- Required task -
Copy the rows below, swapping every "instance" for "occurrence" and keeping everything else the same.

— begin Material —

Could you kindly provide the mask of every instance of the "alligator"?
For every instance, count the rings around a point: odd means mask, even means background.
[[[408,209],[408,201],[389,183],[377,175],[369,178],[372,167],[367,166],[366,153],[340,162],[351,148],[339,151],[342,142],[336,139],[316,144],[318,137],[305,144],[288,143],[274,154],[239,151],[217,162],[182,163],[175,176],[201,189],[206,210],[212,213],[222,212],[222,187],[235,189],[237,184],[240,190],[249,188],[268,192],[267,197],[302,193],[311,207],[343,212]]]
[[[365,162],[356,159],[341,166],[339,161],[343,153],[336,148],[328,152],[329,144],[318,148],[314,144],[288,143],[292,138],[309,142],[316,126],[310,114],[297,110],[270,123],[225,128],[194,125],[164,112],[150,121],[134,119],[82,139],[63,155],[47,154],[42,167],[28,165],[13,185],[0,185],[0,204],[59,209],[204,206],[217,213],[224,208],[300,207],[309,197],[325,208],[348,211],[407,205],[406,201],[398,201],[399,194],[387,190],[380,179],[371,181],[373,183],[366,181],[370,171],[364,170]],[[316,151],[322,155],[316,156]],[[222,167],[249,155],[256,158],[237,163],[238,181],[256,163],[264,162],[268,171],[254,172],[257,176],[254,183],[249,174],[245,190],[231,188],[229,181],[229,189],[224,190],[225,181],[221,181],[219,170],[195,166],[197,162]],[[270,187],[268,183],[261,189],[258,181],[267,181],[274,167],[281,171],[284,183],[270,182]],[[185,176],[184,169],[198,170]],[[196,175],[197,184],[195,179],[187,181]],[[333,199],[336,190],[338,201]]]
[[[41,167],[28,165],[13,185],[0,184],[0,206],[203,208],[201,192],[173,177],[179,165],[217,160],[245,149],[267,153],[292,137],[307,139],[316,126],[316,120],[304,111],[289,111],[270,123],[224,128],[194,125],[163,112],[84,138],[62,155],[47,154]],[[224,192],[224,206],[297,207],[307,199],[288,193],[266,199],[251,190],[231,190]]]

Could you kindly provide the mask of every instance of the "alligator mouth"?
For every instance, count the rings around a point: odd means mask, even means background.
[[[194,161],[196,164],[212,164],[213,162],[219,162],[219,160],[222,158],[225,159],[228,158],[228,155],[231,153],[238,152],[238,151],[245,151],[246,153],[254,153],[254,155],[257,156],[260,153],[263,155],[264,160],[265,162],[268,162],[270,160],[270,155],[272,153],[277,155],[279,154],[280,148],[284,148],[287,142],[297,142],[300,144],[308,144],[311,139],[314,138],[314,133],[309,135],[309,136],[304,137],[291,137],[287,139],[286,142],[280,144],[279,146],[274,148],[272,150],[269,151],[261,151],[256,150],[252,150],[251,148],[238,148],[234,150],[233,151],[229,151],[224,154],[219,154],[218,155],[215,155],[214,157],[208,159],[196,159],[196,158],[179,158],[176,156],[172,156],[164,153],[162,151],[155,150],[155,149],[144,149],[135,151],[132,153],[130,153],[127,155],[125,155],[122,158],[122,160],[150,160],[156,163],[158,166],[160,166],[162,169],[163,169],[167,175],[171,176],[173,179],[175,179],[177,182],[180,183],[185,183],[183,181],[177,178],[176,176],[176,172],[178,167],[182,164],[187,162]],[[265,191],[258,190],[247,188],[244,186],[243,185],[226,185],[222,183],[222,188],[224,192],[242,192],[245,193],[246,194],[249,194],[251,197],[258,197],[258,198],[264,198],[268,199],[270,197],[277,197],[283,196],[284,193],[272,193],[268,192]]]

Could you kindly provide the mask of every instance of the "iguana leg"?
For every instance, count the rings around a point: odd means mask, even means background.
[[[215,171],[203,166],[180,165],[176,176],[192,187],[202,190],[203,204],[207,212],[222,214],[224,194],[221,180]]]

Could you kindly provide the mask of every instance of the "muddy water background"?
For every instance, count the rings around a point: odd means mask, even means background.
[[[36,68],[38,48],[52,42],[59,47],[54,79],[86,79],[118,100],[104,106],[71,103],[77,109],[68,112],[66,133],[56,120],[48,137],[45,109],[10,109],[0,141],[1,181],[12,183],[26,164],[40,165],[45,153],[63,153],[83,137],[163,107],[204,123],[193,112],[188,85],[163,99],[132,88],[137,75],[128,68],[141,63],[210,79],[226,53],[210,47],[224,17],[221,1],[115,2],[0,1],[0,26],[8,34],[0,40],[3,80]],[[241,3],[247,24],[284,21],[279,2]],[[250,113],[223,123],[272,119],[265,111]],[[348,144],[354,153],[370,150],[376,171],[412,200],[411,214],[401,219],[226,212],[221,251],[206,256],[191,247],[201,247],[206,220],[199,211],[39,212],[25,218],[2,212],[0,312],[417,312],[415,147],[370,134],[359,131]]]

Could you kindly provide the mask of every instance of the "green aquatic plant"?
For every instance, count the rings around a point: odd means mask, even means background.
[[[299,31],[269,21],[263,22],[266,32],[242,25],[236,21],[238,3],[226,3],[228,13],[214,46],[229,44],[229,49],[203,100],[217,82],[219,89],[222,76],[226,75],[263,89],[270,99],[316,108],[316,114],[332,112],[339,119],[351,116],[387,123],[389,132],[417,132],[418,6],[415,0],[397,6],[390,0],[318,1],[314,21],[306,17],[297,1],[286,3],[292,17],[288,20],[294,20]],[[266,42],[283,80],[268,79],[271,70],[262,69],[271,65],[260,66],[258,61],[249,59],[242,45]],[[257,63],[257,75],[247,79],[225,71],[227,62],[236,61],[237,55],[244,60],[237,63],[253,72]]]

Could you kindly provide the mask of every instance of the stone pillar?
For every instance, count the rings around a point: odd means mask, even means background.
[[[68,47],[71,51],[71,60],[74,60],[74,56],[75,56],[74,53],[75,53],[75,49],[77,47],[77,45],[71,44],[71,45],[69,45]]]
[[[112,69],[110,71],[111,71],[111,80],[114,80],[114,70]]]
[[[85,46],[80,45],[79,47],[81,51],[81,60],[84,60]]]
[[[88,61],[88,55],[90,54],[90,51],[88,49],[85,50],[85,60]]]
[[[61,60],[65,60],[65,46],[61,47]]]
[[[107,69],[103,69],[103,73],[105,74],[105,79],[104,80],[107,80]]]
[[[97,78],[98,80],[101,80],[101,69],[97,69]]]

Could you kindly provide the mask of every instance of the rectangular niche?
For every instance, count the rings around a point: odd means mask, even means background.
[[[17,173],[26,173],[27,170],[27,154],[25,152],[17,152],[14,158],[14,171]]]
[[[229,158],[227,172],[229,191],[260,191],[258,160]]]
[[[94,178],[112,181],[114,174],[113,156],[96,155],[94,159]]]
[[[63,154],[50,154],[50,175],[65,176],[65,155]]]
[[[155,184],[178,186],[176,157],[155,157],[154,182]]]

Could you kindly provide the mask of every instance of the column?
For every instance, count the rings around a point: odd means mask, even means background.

— end Material —

- Exercise solution -
Could you kindly provide the mask of every occurrence of the "alligator"?
For every occurrence, count the rings around a point: odd means mask, even means background.
[[[408,209],[408,201],[389,183],[377,175],[369,178],[372,167],[367,166],[366,153],[340,162],[351,148],[339,151],[342,142],[336,139],[316,144],[318,137],[305,144],[288,143],[274,154],[239,151],[217,162],[182,163],[175,176],[201,189],[206,210],[212,213],[222,212],[222,187],[235,189],[237,184],[240,190],[249,188],[268,192],[267,197],[302,193],[311,207],[343,212]]]
[[[365,162],[356,159],[341,166],[339,161],[343,153],[336,148],[328,152],[329,144],[318,148],[314,144],[288,143],[292,138],[309,142],[316,126],[310,114],[297,110],[270,123],[225,128],[194,125],[164,112],[150,121],[134,119],[82,139],[63,155],[47,154],[42,167],[28,165],[13,185],[0,185],[0,204],[59,209],[204,206],[217,213],[224,208],[300,207],[309,197],[325,208],[348,211],[407,205],[406,201],[398,201],[399,194],[387,190],[380,179],[371,181],[373,183],[366,181],[370,171],[364,170]],[[316,151],[322,155],[316,156]],[[222,167],[249,155],[256,158],[237,163],[238,181],[256,163],[264,162],[268,171],[254,172],[257,176],[254,183],[249,174],[245,190],[231,188],[229,181],[229,189],[224,190],[225,181],[221,181],[219,170],[195,166],[197,162]],[[270,187],[268,183],[261,189],[258,181],[267,181],[274,167],[281,171],[284,183],[270,182]],[[185,176],[184,169],[198,170]],[[196,175],[197,184],[195,179],[187,181]],[[333,199],[336,190],[338,201]]]
[[[41,167],[28,165],[13,185],[0,184],[0,206],[203,208],[201,192],[173,177],[179,165],[217,160],[245,149],[267,153],[292,137],[307,139],[316,126],[316,120],[304,111],[289,111],[270,123],[224,128],[194,125],[163,112],[84,138],[62,155],[47,154]],[[224,192],[224,206],[297,207],[307,199],[288,193],[266,199],[251,190],[231,190]]]

Could you kindly provide the mask of every occurrence of the "alligator mouth"?
For every occurrence, count the rings around a point: odd means mask, even means background.
[[[194,161],[196,164],[212,164],[213,162],[219,162],[219,160],[222,158],[225,159],[228,158],[228,155],[231,153],[238,152],[238,151],[245,151],[246,153],[254,153],[254,155],[257,156],[260,153],[263,155],[264,160],[265,162],[268,162],[270,160],[270,155],[272,153],[277,155],[279,154],[280,148],[284,148],[287,142],[297,142],[300,144],[308,144],[311,139],[314,138],[314,133],[309,135],[309,136],[304,137],[291,137],[287,139],[286,142],[280,144],[279,146],[274,148],[272,150],[269,151],[261,151],[256,150],[252,150],[251,148],[238,148],[234,150],[233,151],[229,151],[224,154],[219,154],[218,155],[215,155],[214,157],[208,159],[196,159],[196,158],[179,158],[176,156],[172,156],[164,153],[162,151],[155,150],[155,149],[144,149],[135,151],[132,153],[130,153],[127,155],[125,155],[122,158],[122,160],[150,160],[156,163],[158,166],[160,166],[162,169],[163,169],[167,175],[171,176],[173,179],[175,179],[177,182],[180,183],[185,183],[183,181],[177,178],[176,176],[176,172],[178,167],[182,164],[187,162]],[[265,191],[258,190],[247,188],[244,186],[243,185],[226,185],[222,183],[222,188],[224,192],[242,192],[245,193],[246,194],[249,194],[251,197],[258,197],[258,198],[264,198],[268,199],[270,197],[277,197],[283,196],[284,193],[272,193],[268,192]]]

Could you kindly provide the mask of every occurrence of the "iguana leg"?
For every occurrence, count the rings around a point: odd means mask, even means background.
[[[215,171],[203,166],[180,165],[176,176],[192,187],[202,190],[203,204],[207,212],[222,214],[224,194],[221,180]]]

Could you kindly provide the mask of every occurrence of the "muddy water background"?
For every occurrence, count the rings around a point: odd means mask, even means background.
[[[36,68],[38,48],[52,42],[59,47],[54,79],[86,79],[118,100],[104,106],[71,103],[77,109],[68,112],[66,133],[56,120],[48,137],[45,109],[10,109],[0,141],[1,181],[12,183],[26,164],[40,165],[45,153],[63,153],[83,137],[163,107],[204,123],[193,112],[188,85],[163,99],[132,88],[137,75],[128,68],[141,63],[210,79],[226,53],[210,47],[224,17],[221,1],[115,2],[0,1],[0,26],[8,34],[0,40],[3,80]],[[241,3],[247,24],[284,21],[279,2]],[[250,113],[223,123],[272,119],[265,111]],[[348,144],[354,153],[370,150],[376,171],[412,200],[411,214],[401,219],[226,212],[221,251],[206,256],[191,247],[201,247],[206,220],[199,211],[39,212],[25,218],[2,212],[0,312],[417,312],[415,147],[370,134],[359,131]]]

Could you kindly provide the mask of every occurrence of the "green aquatic plant"?
For every occurrence, count the rings around a point: odd means mask, even means background.
[[[299,31],[269,21],[263,22],[266,32],[242,25],[236,21],[238,3],[226,3],[228,13],[214,46],[229,44],[229,49],[203,100],[217,82],[219,89],[222,76],[226,75],[263,89],[270,99],[316,108],[316,114],[332,112],[339,119],[351,116],[387,123],[389,132],[417,132],[418,6],[415,0],[397,6],[390,0],[318,1],[314,21],[306,17],[297,1],[286,3],[292,17],[288,20],[294,20]],[[266,42],[283,80],[268,79],[271,70],[262,69],[271,65],[260,66],[258,61],[249,59],[242,45]],[[257,63],[257,75],[247,79],[225,71],[227,62],[236,61],[237,55],[244,60],[237,63],[253,72]]]

Could you kindly provide the mask of every occurrence of the stone pillar?
For every occurrence, count the rings around a point: odd means mask, even means background.
[[[68,47],[71,51],[71,60],[74,60],[74,56],[75,56],[74,53],[75,53],[75,49],[77,47],[77,45],[71,44],[71,45],[69,45]]]
[[[112,69],[110,71],[111,71],[111,80],[114,80],[114,70]]]
[[[85,46],[80,45],[79,47],[81,51],[81,60],[84,60]]]
[[[88,61],[88,55],[90,54],[90,51],[88,49],[85,50],[85,60]]]
[[[61,60],[65,60],[65,46],[61,47]]]
[[[107,69],[103,69],[103,73],[105,74],[105,79],[104,80],[107,80]]]
[[[97,78],[98,80],[101,80],[101,69],[97,69]]]

Could you kindly provide the mask of every occurrence of the rectangular niche?
For every occurrence, count the rings around a point: odd means mask, even means background.
[[[17,173],[26,173],[27,170],[27,154],[25,152],[17,152],[14,158],[14,171]]]
[[[229,158],[227,172],[229,191],[260,191],[258,160]]]
[[[94,178],[112,181],[114,174],[113,156],[96,155],[94,159]]]
[[[63,154],[50,154],[50,175],[65,176],[65,155]]]
[[[155,184],[178,186],[176,157],[155,157],[154,182]]]

Could you kindly provide the mask of every occurrence of the column?
For every occurrence, count the rings around a point: odd means mask, even means background.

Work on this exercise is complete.